• _Exercise goal_:
Please return the part of the Pebble Mine passage between "Norm Van Vactor, the" and "the press release.", inclusive, copied word for word.

• _Document passage_:
* * * * * * * * *
Among a litany of complaints about the DEIS, the Bristol Bay Native Association and other mine opponents say it does not take into account scientific assessments about the impact of the mine, and that it contains estimates for a mine of a far smaller size than the Pebble Mine’s plans indicate will be developed.
Norm Van Vactor, the president and CEO of the Bristol Bay Economic Development Corporation, said he is deeply concerned about the potential environmental impacts of the mine, especially considering Bristol Bay just completed the most lucrative season in the fishery’s 129 years of recorded history.
“After a record-breaking salmon season in Bristol Bay, we’re glad to see elected leaders standing up for our fishery and all it sustains. Bristol Bay has said time and time again that we will not trade our world class fishery for a gold mine. The Army Corps needs to start listening to our concerns, and to the scientists who have pointed out major flaws in Pebble's plan,” Van Vactor said.
Representatives from the United States Tribes of Bristol Bay, Trout Unlimited, and a local sport fishing lodge also commended Murkowski, according to the press release.
* * * * * * * * *
• _Dataset rows showing where objects appear_:
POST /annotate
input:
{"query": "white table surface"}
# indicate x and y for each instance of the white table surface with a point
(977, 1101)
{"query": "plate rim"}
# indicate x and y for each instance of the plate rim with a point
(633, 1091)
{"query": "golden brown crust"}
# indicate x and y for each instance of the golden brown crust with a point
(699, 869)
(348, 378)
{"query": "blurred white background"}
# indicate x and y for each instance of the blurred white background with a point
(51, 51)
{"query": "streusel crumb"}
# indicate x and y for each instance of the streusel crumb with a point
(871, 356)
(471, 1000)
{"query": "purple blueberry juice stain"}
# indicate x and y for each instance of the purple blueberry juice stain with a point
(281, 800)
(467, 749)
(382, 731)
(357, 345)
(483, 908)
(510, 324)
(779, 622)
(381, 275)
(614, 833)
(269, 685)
* * * * * * * * *
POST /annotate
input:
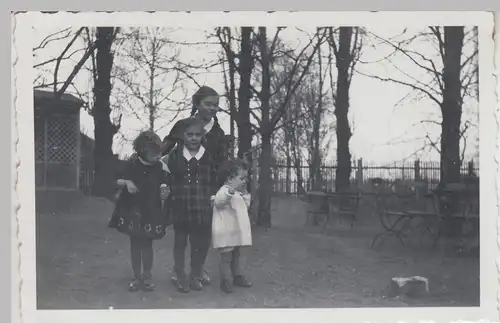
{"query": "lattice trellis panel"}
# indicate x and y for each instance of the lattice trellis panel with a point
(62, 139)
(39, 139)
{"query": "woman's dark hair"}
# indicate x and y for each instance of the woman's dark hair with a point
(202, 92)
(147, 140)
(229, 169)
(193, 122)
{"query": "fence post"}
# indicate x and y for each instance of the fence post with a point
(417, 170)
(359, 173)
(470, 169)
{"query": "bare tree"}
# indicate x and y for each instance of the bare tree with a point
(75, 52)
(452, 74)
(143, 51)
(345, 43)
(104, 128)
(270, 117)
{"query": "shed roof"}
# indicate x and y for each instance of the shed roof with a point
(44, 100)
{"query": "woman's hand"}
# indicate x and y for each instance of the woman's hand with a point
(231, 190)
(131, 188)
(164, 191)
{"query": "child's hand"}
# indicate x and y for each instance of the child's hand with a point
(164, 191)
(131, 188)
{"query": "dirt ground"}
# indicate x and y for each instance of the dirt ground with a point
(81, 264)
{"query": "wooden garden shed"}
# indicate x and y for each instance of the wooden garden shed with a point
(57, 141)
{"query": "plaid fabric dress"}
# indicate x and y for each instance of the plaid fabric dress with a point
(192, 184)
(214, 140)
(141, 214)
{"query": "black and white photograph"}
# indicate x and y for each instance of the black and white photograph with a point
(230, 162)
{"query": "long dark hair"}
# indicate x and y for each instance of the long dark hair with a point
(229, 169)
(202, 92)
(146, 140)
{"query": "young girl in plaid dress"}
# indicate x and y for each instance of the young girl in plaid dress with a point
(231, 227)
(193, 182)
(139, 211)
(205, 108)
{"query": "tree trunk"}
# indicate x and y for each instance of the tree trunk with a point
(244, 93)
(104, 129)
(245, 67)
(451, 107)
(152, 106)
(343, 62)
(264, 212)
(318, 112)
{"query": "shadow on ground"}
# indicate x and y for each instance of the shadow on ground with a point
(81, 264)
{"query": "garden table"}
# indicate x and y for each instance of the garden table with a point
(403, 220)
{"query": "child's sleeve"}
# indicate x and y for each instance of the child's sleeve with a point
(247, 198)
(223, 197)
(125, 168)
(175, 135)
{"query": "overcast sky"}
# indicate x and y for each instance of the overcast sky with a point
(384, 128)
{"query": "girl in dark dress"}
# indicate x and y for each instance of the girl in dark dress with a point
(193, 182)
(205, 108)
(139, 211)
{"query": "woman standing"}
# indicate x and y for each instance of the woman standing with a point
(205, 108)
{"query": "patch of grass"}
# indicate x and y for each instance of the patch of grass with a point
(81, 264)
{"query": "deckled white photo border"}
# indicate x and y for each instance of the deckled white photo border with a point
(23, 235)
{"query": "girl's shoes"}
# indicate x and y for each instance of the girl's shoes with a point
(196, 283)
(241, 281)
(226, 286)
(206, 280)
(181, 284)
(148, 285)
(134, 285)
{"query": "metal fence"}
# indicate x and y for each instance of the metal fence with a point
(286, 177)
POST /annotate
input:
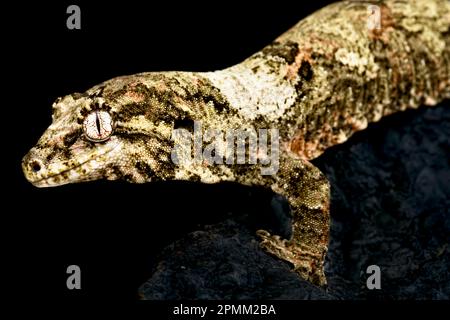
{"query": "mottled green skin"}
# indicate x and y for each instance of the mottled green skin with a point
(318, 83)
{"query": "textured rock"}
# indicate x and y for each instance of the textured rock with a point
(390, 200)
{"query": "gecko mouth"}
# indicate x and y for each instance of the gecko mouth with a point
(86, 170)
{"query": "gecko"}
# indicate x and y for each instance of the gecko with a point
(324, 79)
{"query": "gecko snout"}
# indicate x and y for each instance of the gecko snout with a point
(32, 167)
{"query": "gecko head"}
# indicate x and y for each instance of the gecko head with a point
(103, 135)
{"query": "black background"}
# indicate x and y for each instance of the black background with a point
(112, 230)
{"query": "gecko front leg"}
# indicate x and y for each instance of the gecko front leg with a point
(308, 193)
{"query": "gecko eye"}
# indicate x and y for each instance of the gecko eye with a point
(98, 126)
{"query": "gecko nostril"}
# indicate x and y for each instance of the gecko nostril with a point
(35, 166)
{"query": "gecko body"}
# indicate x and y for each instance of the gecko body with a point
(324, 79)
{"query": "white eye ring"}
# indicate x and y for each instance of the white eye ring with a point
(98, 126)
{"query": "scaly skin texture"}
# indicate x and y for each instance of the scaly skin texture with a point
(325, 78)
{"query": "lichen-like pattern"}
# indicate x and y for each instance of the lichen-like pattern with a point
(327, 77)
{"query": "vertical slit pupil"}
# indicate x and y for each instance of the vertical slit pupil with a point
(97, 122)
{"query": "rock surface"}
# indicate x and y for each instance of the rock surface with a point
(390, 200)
* * * * * * * * *
• _Task output_:
Norm Van Vactor, the president and CEO of the Bristol Bay Economic Development Corporation, said he is deeply concerned about the potential environmental impacts of the mine, especially considering Bristol Bay just completed the most lucrative season in the fishery’s 129 years of recorded history.
“After a record-breaking salmon season in Bristol Bay, we’re glad to see elected leaders standing up for our fishery and all it sustains. Bristol Bay has said time and time again that we will not trade our world class fishery for a gold mine. The Army Corps needs to start listening to our concerns, and to the scientists who have pointed out major flaws in Pebble's plan,” Van Vactor said.
Representatives from the United States Tribes of Bristol Bay, Trout Unlimited, and a local sport fishing lodge also commended Murkowski, according to the press release.